>> START

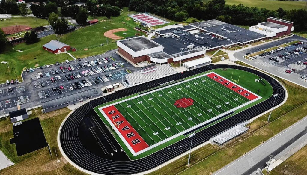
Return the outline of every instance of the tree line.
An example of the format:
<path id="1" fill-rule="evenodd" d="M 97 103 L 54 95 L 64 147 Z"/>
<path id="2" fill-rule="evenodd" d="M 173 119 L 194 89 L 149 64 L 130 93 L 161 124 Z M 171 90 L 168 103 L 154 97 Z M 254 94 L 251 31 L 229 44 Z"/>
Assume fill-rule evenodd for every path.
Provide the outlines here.
<path id="1" fill-rule="evenodd" d="M 274 2 L 272 2 L 274 3 Z M 249 7 L 242 4 L 225 4 L 225 0 L 130 0 L 129 10 L 150 12 L 177 21 L 216 19 L 233 24 L 251 26 L 274 17 L 293 22 L 294 30 L 307 29 L 307 11 L 303 9 L 276 10 Z M 189 18 L 193 18 L 189 19 Z"/>

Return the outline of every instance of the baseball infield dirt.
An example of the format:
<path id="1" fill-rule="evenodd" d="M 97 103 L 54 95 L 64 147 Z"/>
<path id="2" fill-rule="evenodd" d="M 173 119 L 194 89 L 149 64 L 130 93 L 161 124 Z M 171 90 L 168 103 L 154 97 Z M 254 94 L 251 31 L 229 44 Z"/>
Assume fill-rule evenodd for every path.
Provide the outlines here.
<path id="1" fill-rule="evenodd" d="M 121 37 L 119 37 L 116 35 L 113 34 L 113 33 L 118 32 L 119 32 L 126 31 L 127 31 L 127 29 L 126 29 L 124 28 L 116 29 L 113 29 L 113 30 L 108 30 L 106 32 L 105 32 L 103 34 L 103 35 L 109 38 L 111 38 L 111 39 L 113 39 L 113 40 L 118 40 L 123 38 Z"/>

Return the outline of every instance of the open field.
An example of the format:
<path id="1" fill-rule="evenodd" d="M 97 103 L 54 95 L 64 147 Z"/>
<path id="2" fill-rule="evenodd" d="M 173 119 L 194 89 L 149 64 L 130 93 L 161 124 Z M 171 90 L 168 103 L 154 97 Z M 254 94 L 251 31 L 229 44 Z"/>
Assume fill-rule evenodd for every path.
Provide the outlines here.
<path id="1" fill-rule="evenodd" d="M 19 157 L 14 144 L 10 144 L 13 137 L 12 124 L 9 118 L 0 120 L 0 150 L 15 165 L 0 170 L 0 174 L 85 174 L 68 163 L 61 155 L 56 140 L 58 130 L 64 118 L 70 111 L 64 108 L 47 114 L 42 114 L 39 108 L 32 111 L 29 119 L 39 118 L 52 155 L 47 147 Z M 56 156 L 61 161 L 57 163 Z"/>
<path id="2" fill-rule="evenodd" d="M 35 19 L 37 19 L 37 20 Z M 7 27 L 11 25 L 28 25 L 32 28 L 36 27 L 38 26 L 42 26 L 49 25 L 48 20 L 39 18 L 33 17 L 16 17 L 12 18 L 11 19 L 7 19 L 6 20 L 0 21 L 0 28 L 3 27 Z M 37 22 L 37 24 L 36 22 Z"/>
<path id="3" fill-rule="evenodd" d="M 209 0 L 203 0 L 204 2 Z M 275 0 L 225 0 L 226 4 L 239 5 L 243 4 L 246 6 L 265 8 L 271 10 L 276 10 L 281 7 L 285 10 L 307 9 L 307 2 L 304 1 L 276 1 Z M 270 5 L 268 5 L 270 4 Z"/>
<path id="4" fill-rule="evenodd" d="M 208 120 L 221 117 L 231 111 L 235 113 L 242 111 L 265 100 L 272 93 L 270 86 L 264 86 L 259 82 L 255 83 L 254 80 L 258 77 L 252 74 L 232 69 L 226 71 L 215 69 L 213 71 L 228 80 L 231 78 L 233 74 L 233 77 L 235 77 L 236 79 L 239 76 L 240 80 L 246 80 L 239 81 L 239 85 L 255 93 L 257 93 L 258 89 L 260 89 L 258 95 L 262 98 L 255 99 L 257 97 L 252 95 L 254 95 L 254 98 L 250 98 L 252 96 L 246 98 L 202 74 L 196 75 L 200 76 L 196 76 L 189 78 L 191 79 L 185 79 L 187 81 L 183 83 L 142 94 L 139 96 L 136 96 L 136 95 L 130 97 L 131 99 L 127 100 L 128 98 L 125 98 L 121 99 L 121 101 L 117 100 L 117 102 L 113 102 L 116 103 L 115 104 L 111 104 L 111 103 L 103 104 L 95 108 L 95 111 L 99 108 L 100 112 L 98 114 L 103 121 L 111 127 L 110 122 L 113 123 L 116 119 L 108 120 L 103 115 L 101 110 L 103 110 L 105 114 L 108 113 L 107 111 L 110 109 L 114 108 L 119 111 L 115 113 L 114 116 L 119 115 L 124 118 L 148 146 L 156 144 L 151 149 L 133 157 L 118 136 L 121 134 L 112 132 L 130 158 L 135 159 L 183 138 L 183 132 L 200 123 L 205 123 Z M 250 104 L 246 103 L 248 102 Z M 109 115 L 104 115 L 110 117 Z M 223 115 L 220 119 L 227 117 Z M 202 125 L 203 127 L 200 129 L 209 126 L 205 125 Z M 116 128 L 116 124 L 114 127 Z M 172 138 L 173 140 L 168 139 L 175 135 L 177 137 Z M 165 139 L 167 142 L 165 142 Z M 164 143 L 159 143 L 162 141 Z"/>
<path id="5" fill-rule="evenodd" d="M 69 51 L 76 57 L 82 57 L 100 54 L 115 49 L 116 48 L 115 40 L 109 39 L 109 43 L 107 45 L 107 38 L 103 35 L 106 29 L 103 27 L 108 27 L 107 30 L 124 28 L 128 30 L 126 31 L 127 33 L 126 37 L 133 36 L 135 32 L 133 28 L 137 24 L 133 21 L 129 22 L 128 20 L 129 18 L 127 17 L 128 13 L 127 10 L 126 8 L 124 8 L 124 12 L 119 17 L 112 17 L 110 20 L 99 22 L 91 26 L 88 26 L 63 35 L 61 37 L 60 36 L 60 41 L 78 49 L 76 52 Z M 100 17 L 99 19 L 102 20 L 105 17 Z M 21 22 L 18 22 L 18 24 L 21 25 L 23 24 L 22 22 L 24 22 L 30 26 L 36 26 L 36 21 L 34 18 L 14 18 L 14 20 L 1 21 L 0 22 L 0 26 L 1 24 L 4 25 L 5 22 L 7 22 L 8 25 L 10 25 L 12 23 L 14 25 L 14 23 L 17 21 L 20 21 Z M 38 23 L 39 26 L 42 25 L 43 23 L 47 24 L 48 23 L 47 20 L 40 18 L 38 18 L 37 21 L 40 22 Z M 13 67 L 16 70 L 18 79 L 21 81 L 20 74 L 24 68 L 34 68 L 37 63 L 39 64 L 39 65 L 42 65 L 54 64 L 56 61 L 62 62 L 68 58 L 69 60 L 72 59 L 66 54 L 56 55 L 43 49 L 43 45 L 51 40 L 55 39 L 55 35 L 52 35 L 42 38 L 38 42 L 31 45 L 22 43 L 13 47 L 8 44 L 6 50 L 0 54 L 0 62 L 3 61 L 8 62 L 10 68 L 8 68 L 6 65 L 0 64 L 0 71 L 3 72 L 0 74 L 0 83 L 5 82 L 7 80 L 16 79 L 16 76 L 13 69 Z M 104 45 L 99 47 L 102 44 Z M 84 50 L 83 49 L 86 48 L 89 49 Z M 19 52 L 16 51 L 17 50 L 23 52 Z M 34 59 L 35 58 L 36 59 Z"/>

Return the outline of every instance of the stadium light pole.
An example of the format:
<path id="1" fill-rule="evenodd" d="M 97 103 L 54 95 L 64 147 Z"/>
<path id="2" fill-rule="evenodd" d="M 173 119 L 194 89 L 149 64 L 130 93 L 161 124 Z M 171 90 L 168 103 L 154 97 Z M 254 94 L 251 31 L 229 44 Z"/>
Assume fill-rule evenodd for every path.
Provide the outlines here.
<path id="1" fill-rule="evenodd" d="M 269 155 L 269 157 L 271 158 L 271 159 L 270 160 L 270 163 L 269 163 L 269 165 L 268 165 L 268 168 L 266 169 L 267 171 L 268 169 L 269 169 L 269 167 L 270 166 L 270 164 L 271 164 L 271 161 L 272 161 L 272 159 L 273 158 L 273 156 L 271 154 Z"/>
<path id="2" fill-rule="evenodd" d="M 106 32 L 107 32 L 107 28 L 108 27 L 109 27 L 108 26 L 106 26 L 106 27 L 104 27 L 103 28 L 103 29 L 106 29 Z M 107 37 L 107 45 L 108 45 L 108 37 Z"/>
<path id="3" fill-rule="evenodd" d="M 180 53 L 180 66 L 179 67 L 179 70 L 181 70 L 181 57 L 182 56 L 182 51 L 184 50 L 185 49 L 185 48 L 183 47 L 182 48 L 180 48 L 180 50 L 181 52 Z"/>
<path id="4" fill-rule="evenodd" d="M 190 158 L 191 156 L 191 150 L 192 149 L 192 142 L 193 141 L 193 136 L 195 135 L 195 133 L 193 133 L 190 134 L 189 136 L 189 138 L 192 138 L 191 139 L 191 145 L 190 146 L 190 154 L 189 154 L 189 158 L 188 159 L 188 166 L 190 165 Z"/>
<path id="5" fill-rule="evenodd" d="M 278 94 L 274 94 L 273 95 L 274 97 L 274 102 L 273 103 L 273 106 L 272 107 L 272 109 L 271 109 L 271 112 L 270 113 L 270 115 L 269 115 L 269 118 L 268 118 L 268 122 L 269 122 L 269 120 L 270 120 L 270 118 L 271 117 L 271 114 L 272 114 L 272 111 L 273 110 L 273 107 L 274 107 L 274 104 L 275 103 L 275 100 L 276 100 L 276 97 L 278 96 Z"/>

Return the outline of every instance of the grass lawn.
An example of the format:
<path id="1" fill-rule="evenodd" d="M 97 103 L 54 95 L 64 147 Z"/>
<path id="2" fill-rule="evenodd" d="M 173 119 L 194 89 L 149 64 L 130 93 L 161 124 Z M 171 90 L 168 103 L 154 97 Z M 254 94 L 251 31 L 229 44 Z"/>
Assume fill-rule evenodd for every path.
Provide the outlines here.
<path id="1" fill-rule="evenodd" d="M 58 129 L 65 117 L 70 112 L 67 108 L 47 114 L 42 114 L 41 108 L 32 110 L 29 119 L 39 118 L 47 142 L 51 150 L 45 147 L 17 157 L 15 144 L 10 144 L 13 135 L 12 124 L 9 118 L 0 120 L 0 150 L 15 164 L 0 170 L 0 174 L 85 174 L 69 163 L 62 156 L 57 146 Z M 27 119 L 28 120 L 28 119 Z M 56 162 L 56 154 L 61 161 Z"/>
<path id="2" fill-rule="evenodd" d="M 246 65 L 241 62 L 238 63 Z M 283 80 L 278 80 L 287 89 L 288 99 L 282 106 L 273 111 L 269 124 L 266 123 L 268 113 L 249 124 L 251 128 L 247 134 L 233 140 L 223 147 L 209 144 L 192 152 L 190 162 L 192 165 L 189 168 L 186 166 L 188 155 L 149 174 L 210 174 L 304 117 L 305 114 L 301 111 L 307 109 L 306 89 Z M 221 159 L 221 157 L 223 158 Z M 302 158 L 303 159 L 297 160 L 305 159 Z M 297 172 L 292 171 L 291 172 L 293 173 L 287 174 L 305 174 L 305 169 L 303 169 L 306 167 L 305 161 L 297 163 L 305 163 L 305 165 L 302 165 L 302 170 Z M 281 174 L 282 173 L 278 171 L 273 174 Z"/>
<path id="3" fill-rule="evenodd" d="M 37 20 L 34 20 L 37 19 Z M 38 26 L 42 26 L 49 25 L 48 20 L 39 18 L 33 17 L 16 17 L 12 18 L 11 19 L 7 19 L 4 21 L 0 21 L 0 28 L 3 27 L 7 27 L 11 25 L 15 25 L 15 23 L 17 25 L 28 25 L 34 28 Z M 37 24 L 36 22 L 37 22 Z"/>
<path id="4" fill-rule="evenodd" d="M 246 6 L 258 8 L 265 8 L 271 10 L 276 10 L 279 7 L 285 10 L 307 9 L 306 2 L 274 0 L 225 0 L 226 4 L 228 5 L 239 5 L 243 4 Z M 205 2 L 209 0 L 203 0 Z M 268 5 L 270 4 L 269 5 Z"/>

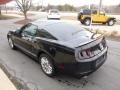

>> END

_Stated goal_
Please rewrite the records as a numbered list from their first line through the line that contains "274 2 L 272", leaving out blank lines and pictures.

_Output for this task_
1. Return the outline of every instance of the tree line.
2. An example of the format:
3. <path id="1" fill-rule="evenodd" d="M 97 103 L 54 95 L 64 147 Z"/>
4. <path id="2" fill-rule="evenodd" d="M 173 119 L 194 89 L 149 64 L 130 93 L 161 124 Z M 171 90 L 168 103 L 154 97 Z M 254 94 L 251 31 L 229 44 Z"/>
5. Assume fill-rule evenodd for every path.
6. Provide the outlines here.
7. <path id="1" fill-rule="evenodd" d="M 274 2 L 272 2 L 274 3 Z M 249 7 L 242 4 L 225 4 L 225 0 L 130 0 L 129 10 L 150 12 L 177 21 L 216 19 L 233 24 L 251 26 L 274 17 L 293 22 L 294 30 L 307 29 L 307 11 L 303 9 L 276 10 Z M 189 18 L 193 18 L 189 19 Z"/>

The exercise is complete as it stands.